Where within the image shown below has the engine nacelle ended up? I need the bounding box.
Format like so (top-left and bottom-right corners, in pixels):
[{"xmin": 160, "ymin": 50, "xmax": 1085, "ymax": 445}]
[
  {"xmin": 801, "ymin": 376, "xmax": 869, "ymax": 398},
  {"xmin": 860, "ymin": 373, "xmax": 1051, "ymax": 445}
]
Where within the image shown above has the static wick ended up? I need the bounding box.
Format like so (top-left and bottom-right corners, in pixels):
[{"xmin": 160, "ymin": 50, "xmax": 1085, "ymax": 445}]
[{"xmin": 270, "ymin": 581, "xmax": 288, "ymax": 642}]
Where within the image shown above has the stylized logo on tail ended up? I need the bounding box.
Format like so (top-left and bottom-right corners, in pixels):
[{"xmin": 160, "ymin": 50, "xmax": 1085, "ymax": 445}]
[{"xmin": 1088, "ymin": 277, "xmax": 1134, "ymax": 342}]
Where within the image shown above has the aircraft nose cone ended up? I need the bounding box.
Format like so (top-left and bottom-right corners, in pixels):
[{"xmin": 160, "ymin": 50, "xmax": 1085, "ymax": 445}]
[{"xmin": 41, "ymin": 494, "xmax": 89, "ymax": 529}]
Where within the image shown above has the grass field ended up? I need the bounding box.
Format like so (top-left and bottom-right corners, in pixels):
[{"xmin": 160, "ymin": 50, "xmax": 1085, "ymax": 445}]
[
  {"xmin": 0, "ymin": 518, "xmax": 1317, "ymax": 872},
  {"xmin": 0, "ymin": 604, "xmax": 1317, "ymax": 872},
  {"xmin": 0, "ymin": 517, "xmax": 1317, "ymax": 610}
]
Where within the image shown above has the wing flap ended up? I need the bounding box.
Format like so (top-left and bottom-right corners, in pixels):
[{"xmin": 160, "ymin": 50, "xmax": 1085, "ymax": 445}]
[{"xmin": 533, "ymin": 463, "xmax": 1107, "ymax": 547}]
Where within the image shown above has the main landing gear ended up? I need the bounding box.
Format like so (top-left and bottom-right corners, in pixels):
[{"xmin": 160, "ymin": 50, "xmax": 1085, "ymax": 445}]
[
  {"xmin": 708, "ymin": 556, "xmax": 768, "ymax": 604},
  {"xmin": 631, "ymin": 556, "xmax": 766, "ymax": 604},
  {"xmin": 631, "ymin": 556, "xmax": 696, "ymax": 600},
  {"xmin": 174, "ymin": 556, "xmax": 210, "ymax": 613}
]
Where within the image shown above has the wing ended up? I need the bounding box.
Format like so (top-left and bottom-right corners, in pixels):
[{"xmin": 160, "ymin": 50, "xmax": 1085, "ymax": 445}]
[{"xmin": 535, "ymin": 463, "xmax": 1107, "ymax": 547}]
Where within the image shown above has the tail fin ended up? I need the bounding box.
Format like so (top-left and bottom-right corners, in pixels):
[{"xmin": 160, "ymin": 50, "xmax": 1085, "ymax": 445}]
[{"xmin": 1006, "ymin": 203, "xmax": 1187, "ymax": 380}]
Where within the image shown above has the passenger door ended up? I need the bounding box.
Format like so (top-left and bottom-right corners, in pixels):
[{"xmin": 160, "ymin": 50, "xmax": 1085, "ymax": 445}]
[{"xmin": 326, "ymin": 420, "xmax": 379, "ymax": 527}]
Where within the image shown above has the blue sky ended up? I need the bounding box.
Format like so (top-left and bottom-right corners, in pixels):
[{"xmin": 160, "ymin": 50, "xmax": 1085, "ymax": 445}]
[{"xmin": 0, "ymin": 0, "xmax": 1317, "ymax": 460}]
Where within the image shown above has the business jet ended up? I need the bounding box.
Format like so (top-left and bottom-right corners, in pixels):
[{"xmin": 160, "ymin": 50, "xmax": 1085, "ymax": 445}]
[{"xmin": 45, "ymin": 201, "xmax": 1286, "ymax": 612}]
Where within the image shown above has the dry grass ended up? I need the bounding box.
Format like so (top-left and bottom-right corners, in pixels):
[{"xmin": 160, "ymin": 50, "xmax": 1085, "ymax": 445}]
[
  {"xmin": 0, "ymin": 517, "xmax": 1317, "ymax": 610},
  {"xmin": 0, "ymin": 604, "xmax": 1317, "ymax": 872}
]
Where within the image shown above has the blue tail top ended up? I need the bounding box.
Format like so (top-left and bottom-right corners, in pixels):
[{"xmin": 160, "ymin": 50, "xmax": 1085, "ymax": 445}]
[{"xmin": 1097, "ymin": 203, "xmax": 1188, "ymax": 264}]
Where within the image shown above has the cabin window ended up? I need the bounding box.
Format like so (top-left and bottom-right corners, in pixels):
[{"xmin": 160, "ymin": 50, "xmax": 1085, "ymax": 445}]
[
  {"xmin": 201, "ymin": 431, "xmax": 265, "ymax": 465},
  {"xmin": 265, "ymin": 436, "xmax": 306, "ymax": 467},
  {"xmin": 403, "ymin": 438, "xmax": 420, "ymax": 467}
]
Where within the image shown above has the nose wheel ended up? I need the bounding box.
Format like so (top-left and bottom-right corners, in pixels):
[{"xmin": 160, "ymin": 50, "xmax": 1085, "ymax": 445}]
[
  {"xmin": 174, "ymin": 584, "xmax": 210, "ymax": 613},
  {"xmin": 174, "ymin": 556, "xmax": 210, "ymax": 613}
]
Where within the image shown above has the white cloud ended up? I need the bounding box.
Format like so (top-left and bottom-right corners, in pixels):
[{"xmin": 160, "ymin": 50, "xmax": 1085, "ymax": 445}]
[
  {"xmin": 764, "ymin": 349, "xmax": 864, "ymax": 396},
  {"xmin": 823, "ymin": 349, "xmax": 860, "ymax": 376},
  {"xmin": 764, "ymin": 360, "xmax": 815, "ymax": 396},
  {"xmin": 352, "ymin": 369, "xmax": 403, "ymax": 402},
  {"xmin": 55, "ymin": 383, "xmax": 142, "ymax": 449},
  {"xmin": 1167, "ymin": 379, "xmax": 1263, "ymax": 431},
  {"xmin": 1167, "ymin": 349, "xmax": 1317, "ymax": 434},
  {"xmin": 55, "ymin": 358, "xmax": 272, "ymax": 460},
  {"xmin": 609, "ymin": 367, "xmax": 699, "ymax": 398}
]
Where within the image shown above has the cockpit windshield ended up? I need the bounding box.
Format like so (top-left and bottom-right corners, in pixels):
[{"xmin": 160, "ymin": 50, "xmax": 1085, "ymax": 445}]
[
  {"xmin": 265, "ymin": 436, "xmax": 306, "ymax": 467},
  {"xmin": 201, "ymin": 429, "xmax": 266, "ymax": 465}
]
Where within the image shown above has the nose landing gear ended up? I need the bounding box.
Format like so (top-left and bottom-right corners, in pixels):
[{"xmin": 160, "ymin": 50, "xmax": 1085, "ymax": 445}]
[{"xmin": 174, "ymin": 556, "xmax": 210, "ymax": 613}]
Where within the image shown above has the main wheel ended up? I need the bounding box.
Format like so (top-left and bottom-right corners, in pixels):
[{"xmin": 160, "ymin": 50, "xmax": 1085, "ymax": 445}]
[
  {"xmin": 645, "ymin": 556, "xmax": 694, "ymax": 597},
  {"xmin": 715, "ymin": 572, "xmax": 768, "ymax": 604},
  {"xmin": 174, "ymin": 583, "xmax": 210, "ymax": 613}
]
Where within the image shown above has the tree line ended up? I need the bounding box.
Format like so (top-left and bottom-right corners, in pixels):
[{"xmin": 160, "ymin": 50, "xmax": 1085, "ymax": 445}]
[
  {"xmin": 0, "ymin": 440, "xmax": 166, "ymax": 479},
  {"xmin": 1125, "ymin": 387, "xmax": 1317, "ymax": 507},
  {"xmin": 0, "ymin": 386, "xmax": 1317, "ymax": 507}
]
* * * * * * *
Please reproduce the full listing above word for word, from its first line through its last.

FINISHED TASK =>
Where within the image shown below has the engine nacelle ended up? I need the bounding box.
Format like so (top-left and bottom-right corners, in pixels):
[{"xmin": 160, "ymin": 50, "xmax": 1085, "ymax": 445}]
[
  {"xmin": 801, "ymin": 376, "xmax": 869, "ymax": 398},
  {"xmin": 860, "ymin": 373, "xmax": 1051, "ymax": 445}
]
Where within the image shown above has the static wick ended up? I need the bounding box.
Format like so (top-left and bottom-right corners, in pixels):
[{"xmin": 160, "ymin": 50, "xmax": 1085, "ymax": 445}]
[{"xmin": 270, "ymin": 581, "xmax": 288, "ymax": 642}]
Where within the image shown above has the stylized logo on tail ended up? I need the bounding box.
Format like so (top-left and bottom-right corners, in pixels):
[{"xmin": 160, "ymin": 50, "xmax": 1085, "ymax": 445}]
[{"xmin": 1088, "ymin": 277, "xmax": 1134, "ymax": 342}]
Where within the image shown above has the aircraft nose cone ended up? I need the bounding box.
Format like so (top-left and bottom-right corners, in pixels):
[{"xmin": 160, "ymin": 50, "xmax": 1085, "ymax": 445}]
[{"xmin": 41, "ymin": 494, "xmax": 89, "ymax": 529}]
Where within the image shown above has the grass field ended up? I need the bounding box.
Format like so (top-left and bottom-right corners, in pixels):
[{"xmin": 160, "ymin": 50, "xmax": 1085, "ymax": 445}]
[
  {"xmin": 0, "ymin": 518, "xmax": 1317, "ymax": 872},
  {"xmin": 0, "ymin": 604, "xmax": 1317, "ymax": 872},
  {"xmin": 0, "ymin": 517, "xmax": 1317, "ymax": 610}
]
Where within the image shown above has the wing flap ended up? I need the bounding box.
Format like so (top-left and bottom-right corners, in pixels):
[{"xmin": 160, "ymin": 50, "xmax": 1085, "ymax": 445}]
[{"xmin": 533, "ymin": 463, "xmax": 1107, "ymax": 547}]
Where within the image shown above has the main landing gear ended up? I need the bounding box.
Format like so (top-left and bottom-right corners, in pixels):
[{"xmin": 160, "ymin": 50, "xmax": 1085, "ymax": 445}]
[
  {"xmin": 708, "ymin": 556, "xmax": 768, "ymax": 604},
  {"xmin": 631, "ymin": 556, "xmax": 766, "ymax": 604},
  {"xmin": 631, "ymin": 556, "xmax": 696, "ymax": 600},
  {"xmin": 174, "ymin": 556, "xmax": 210, "ymax": 613}
]
Where within the image shown above has the wing ended up? I need the bounding box.
Format like so (top-left and bottom-right corners, in pixels):
[{"xmin": 160, "ymin": 50, "xmax": 1085, "ymax": 445}]
[{"xmin": 535, "ymin": 463, "xmax": 1107, "ymax": 547}]
Where within the image shown above has the tail fin ended up? I need the bounding box.
Format like so (top-left and bottom-right corners, in pixels):
[{"xmin": 160, "ymin": 50, "xmax": 1085, "ymax": 445}]
[{"xmin": 1006, "ymin": 203, "xmax": 1187, "ymax": 380}]
Where within the image shown above has the passenger door ended up? I need the bounding box.
Format like so (top-left and bottom-right corners, in pixels):
[{"xmin": 160, "ymin": 50, "xmax": 1085, "ymax": 445}]
[{"xmin": 326, "ymin": 420, "xmax": 379, "ymax": 527}]
Where within the image shown above has the blue sky ended up? I need the bounding box.
Format like so (top-left and bottom-right corners, in pixels):
[{"xmin": 160, "ymin": 50, "xmax": 1085, "ymax": 445}]
[{"xmin": 0, "ymin": 0, "xmax": 1317, "ymax": 460}]
Where within the image shown above has the business jet ended up? I need the bounding box.
Format like so (top-left and bottom-right corners, in pixels):
[{"xmin": 160, "ymin": 50, "xmax": 1085, "ymax": 445}]
[{"xmin": 45, "ymin": 201, "xmax": 1286, "ymax": 612}]
Where within the image shown above has the dry grass ended up? I need the bounding box.
Format like so (top-left and bottom-right corners, in pixels):
[{"xmin": 160, "ymin": 50, "xmax": 1085, "ymax": 445}]
[
  {"xmin": 0, "ymin": 517, "xmax": 1317, "ymax": 610},
  {"xmin": 0, "ymin": 604, "xmax": 1317, "ymax": 872}
]
Where within the image shown above has the blue tail top ended up? I need the bounding box.
Format like so (top-left and bottom-right corners, in pixels):
[{"xmin": 160, "ymin": 50, "xmax": 1085, "ymax": 445}]
[{"xmin": 1097, "ymin": 203, "xmax": 1188, "ymax": 264}]
Where within the image shown above has the cabin window ended up? I need the bounding box.
Format like so (top-left and bottom-right corners, in pixels):
[{"xmin": 160, "ymin": 50, "xmax": 1085, "ymax": 445}]
[
  {"xmin": 201, "ymin": 431, "xmax": 265, "ymax": 465},
  {"xmin": 265, "ymin": 436, "xmax": 306, "ymax": 467},
  {"xmin": 403, "ymin": 438, "xmax": 420, "ymax": 467}
]
Where within the image shown above has the nose wheel ended up? I need the bounding box.
Format like so (top-left and bottom-right corners, in pixels):
[{"xmin": 160, "ymin": 50, "xmax": 1085, "ymax": 445}]
[
  {"xmin": 174, "ymin": 584, "xmax": 210, "ymax": 613},
  {"xmin": 174, "ymin": 556, "xmax": 210, "ymax": 613}
]
Where within the image shown above has the white cloud ended up? I need the bounding box.
Format like so (top-left and bottom-right corners, in pixels):
[{"xmin": 160, "ymin": 50, "xmax": 1085, "ymax": 445}]
[
  {"xmin": 764, "ymin": 349, "xmax": 864, "ymax": 396},
  {"xmin": 823, "ymin": 349, "xmax": 860, "ymax": 376},
  {"xmin": 764, "ymin": 360, "xmax": 815, "ymax": 396},
  {"xmin": 352, "ymin": 369, "xmax": 403, "ymax": 402},
  {"xmin": 55, "ymin": 383, "xmax": 142, "ymax": 449},
  {"xmin": 1167, "ymin": 379, "xmax": 1263, "ymax": 431},
  {"xmin": 1167, "ymin": 349, "xmax": 1317, "ymax": 434},
  {"xmin": 55, "ymin": 358, "xmax": 272, "ymax": 460},
  {"xmin": 609, "ymin": 367, "xmax": 699, "ymax": 398}
]
Where within the image shown above has the cockpit windshield ended up? I need the bounding box.
Format like so (top-left and bottom-right corners, in pixels):
[{"xmin": 160, "ymin": 50, "xmax": 1085, "ymax": 445}]
[
  {"xmin": 265, "ymin": 436, "xmax": 306, "ymax": 467},
  {"xmin": 201, "ymin": 429, "xmax": 266, "ymax": 465}
]
Where within the image shown above has the nose landing gear ended up? I need the bounding box.
Format like so (top-left and bottom-right corners, in pixels):
[{"xmin": 160, "ymin": 50, "xmax": 1085, "ymax": 445}]
[{"xmin": 174, "ymin": 556, "xmax": 210, "ymax": 613}]
Where within the image shown above has the main wheel ended up? I need the bounding box.
Format like so (top-left and bottom-right corners, in pixels):
[{"xmin": 160, "ymin": 50, "xmax": 1085, "ymax": 445}]
[
  {"xmin": 645, "ymin": 556, "xmax": 694, "ymax": 597},
  {"xmin": 715, "ymin": 572, "xmax": 768, "ymax": 604},
  {"xmin": 174, "ymin": 583, "xmax": 210, "ymax": 613}
]
Where within the image shown above has the tree line ended up? I need the bounding box.
Format like so (top-left and bottom-right corners, in pixels):
[{"xmin": 160, "ymin": 50, "xmax": 1085, "ymax": 445}]
[
  {"xmin": 0, "ymin": 440, "xmax": 166, "ymax": 479},
  {"xmin": 1125, "ymin": 387, "xmax": 1317, "ymax": 507},
  {"xmin": 0, "ymin": 386, "xmax": 1317, "ymax": 507}
]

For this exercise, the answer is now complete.